[Records from a collection]
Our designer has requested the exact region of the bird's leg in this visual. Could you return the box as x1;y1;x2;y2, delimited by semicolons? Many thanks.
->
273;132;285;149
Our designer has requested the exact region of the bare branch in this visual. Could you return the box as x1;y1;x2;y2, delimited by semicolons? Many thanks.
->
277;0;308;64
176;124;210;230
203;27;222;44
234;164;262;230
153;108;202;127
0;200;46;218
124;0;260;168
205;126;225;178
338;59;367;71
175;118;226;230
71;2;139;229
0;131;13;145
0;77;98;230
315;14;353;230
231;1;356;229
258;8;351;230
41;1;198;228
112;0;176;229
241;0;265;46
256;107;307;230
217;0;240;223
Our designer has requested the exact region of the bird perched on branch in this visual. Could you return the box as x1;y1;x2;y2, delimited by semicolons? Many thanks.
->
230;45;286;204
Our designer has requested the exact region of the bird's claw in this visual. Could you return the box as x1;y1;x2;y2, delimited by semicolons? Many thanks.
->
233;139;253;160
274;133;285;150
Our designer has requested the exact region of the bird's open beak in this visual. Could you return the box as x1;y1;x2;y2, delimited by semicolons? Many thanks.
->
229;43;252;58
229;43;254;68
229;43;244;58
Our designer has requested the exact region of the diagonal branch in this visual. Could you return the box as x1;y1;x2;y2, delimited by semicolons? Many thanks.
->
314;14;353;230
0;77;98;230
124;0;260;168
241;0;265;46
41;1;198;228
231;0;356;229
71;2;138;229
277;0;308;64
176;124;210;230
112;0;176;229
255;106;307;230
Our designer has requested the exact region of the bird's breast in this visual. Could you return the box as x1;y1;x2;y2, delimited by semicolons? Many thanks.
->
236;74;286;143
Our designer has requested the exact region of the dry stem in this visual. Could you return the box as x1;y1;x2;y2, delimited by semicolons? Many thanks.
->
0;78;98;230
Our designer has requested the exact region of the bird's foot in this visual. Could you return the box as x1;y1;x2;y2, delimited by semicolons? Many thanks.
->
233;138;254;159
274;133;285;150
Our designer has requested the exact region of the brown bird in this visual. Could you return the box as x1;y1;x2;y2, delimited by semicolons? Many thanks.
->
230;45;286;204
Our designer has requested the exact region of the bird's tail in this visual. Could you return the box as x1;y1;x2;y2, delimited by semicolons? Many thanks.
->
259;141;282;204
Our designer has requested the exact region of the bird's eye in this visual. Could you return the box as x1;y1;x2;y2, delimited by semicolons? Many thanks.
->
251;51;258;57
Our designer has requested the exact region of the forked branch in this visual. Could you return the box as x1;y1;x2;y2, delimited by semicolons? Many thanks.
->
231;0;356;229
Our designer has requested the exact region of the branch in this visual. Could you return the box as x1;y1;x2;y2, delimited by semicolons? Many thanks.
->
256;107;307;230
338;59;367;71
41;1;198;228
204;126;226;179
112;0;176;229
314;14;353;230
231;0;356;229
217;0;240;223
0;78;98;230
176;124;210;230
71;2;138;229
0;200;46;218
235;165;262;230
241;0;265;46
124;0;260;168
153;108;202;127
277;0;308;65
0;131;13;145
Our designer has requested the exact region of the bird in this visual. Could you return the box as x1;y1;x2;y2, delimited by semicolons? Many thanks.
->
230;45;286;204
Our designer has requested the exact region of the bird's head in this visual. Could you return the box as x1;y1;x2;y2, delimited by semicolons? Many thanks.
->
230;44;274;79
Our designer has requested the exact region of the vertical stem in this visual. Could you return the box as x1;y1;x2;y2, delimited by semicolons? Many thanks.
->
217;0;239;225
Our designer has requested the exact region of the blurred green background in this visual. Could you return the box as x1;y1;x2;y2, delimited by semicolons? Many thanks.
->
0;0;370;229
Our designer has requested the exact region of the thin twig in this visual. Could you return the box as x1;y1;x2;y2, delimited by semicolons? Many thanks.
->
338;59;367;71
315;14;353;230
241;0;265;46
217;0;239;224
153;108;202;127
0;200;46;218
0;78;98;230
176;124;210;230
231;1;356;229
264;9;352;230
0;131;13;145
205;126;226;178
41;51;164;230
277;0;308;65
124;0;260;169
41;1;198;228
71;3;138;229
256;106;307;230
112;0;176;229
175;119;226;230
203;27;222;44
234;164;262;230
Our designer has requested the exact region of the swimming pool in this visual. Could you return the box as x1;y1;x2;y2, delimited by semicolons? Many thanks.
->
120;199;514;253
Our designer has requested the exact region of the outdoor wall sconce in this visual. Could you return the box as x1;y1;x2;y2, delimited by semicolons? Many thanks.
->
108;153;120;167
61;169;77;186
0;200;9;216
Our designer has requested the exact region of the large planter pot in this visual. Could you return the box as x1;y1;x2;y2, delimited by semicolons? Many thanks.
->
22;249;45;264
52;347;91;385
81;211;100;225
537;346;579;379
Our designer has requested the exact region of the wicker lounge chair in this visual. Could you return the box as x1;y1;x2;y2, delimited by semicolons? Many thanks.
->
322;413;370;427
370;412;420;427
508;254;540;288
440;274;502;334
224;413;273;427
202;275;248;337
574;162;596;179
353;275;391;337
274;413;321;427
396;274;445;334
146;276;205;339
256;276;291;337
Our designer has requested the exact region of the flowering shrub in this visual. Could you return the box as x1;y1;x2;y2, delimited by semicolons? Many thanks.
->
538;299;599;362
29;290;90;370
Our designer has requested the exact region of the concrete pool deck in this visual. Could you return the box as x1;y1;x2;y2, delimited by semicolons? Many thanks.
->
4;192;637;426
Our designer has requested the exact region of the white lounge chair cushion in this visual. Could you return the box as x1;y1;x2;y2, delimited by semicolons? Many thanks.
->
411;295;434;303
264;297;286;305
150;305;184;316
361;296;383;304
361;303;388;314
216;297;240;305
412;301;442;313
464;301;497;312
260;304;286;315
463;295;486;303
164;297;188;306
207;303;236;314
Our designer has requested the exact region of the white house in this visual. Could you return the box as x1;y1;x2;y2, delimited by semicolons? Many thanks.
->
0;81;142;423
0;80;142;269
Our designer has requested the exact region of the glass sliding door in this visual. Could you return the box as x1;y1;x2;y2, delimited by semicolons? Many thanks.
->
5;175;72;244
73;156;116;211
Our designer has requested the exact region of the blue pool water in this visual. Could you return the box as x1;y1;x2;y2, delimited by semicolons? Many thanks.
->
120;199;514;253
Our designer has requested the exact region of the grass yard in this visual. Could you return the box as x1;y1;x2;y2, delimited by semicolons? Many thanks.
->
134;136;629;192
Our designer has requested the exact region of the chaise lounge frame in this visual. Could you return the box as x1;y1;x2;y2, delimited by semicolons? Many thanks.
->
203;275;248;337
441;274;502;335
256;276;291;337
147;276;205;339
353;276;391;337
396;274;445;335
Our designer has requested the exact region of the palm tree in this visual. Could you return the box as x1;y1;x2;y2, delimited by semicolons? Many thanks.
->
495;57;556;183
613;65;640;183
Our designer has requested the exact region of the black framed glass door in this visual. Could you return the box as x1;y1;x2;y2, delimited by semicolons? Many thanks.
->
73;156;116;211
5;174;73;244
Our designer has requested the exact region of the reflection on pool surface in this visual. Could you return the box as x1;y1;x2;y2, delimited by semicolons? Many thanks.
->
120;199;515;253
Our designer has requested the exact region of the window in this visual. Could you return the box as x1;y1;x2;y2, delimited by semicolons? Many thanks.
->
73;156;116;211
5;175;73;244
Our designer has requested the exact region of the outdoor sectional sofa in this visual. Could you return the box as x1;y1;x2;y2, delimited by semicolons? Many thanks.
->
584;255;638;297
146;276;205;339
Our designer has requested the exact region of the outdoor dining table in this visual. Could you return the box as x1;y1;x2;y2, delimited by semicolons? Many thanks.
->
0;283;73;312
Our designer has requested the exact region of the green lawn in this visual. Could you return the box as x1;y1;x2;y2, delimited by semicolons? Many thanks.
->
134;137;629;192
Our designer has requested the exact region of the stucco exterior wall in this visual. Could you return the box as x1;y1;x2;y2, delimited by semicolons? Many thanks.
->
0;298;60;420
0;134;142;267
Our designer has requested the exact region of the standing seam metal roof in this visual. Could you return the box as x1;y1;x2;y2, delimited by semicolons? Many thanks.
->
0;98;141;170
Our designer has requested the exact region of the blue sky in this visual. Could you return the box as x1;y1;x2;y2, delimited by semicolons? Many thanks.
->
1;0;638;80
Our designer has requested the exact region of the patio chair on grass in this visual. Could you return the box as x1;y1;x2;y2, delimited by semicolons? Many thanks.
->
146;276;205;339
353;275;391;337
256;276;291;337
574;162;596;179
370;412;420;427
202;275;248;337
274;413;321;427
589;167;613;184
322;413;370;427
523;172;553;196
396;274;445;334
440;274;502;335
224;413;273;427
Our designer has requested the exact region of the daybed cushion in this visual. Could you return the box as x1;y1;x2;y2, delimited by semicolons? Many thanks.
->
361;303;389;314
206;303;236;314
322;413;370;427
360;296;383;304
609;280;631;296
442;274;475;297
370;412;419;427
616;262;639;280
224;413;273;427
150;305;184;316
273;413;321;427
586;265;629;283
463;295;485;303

— Task to complete —
From the opening line of the data above through the line holding "Our designer has requested the exact region of the bare", give every line again exactly as it stands.

— Solution to the exercise —
Our designer has requested the exact region of the bird's leg in this visual. Could you return the box as x1;y1;x2;y2, delimited by semicolons? Many thanks.
->
273;132;285;149
Our designer has requested the exact region of the bare branch in this visual. Could you return the box as x1;y1;x2;y2, delimited by semicolons? Many thanks.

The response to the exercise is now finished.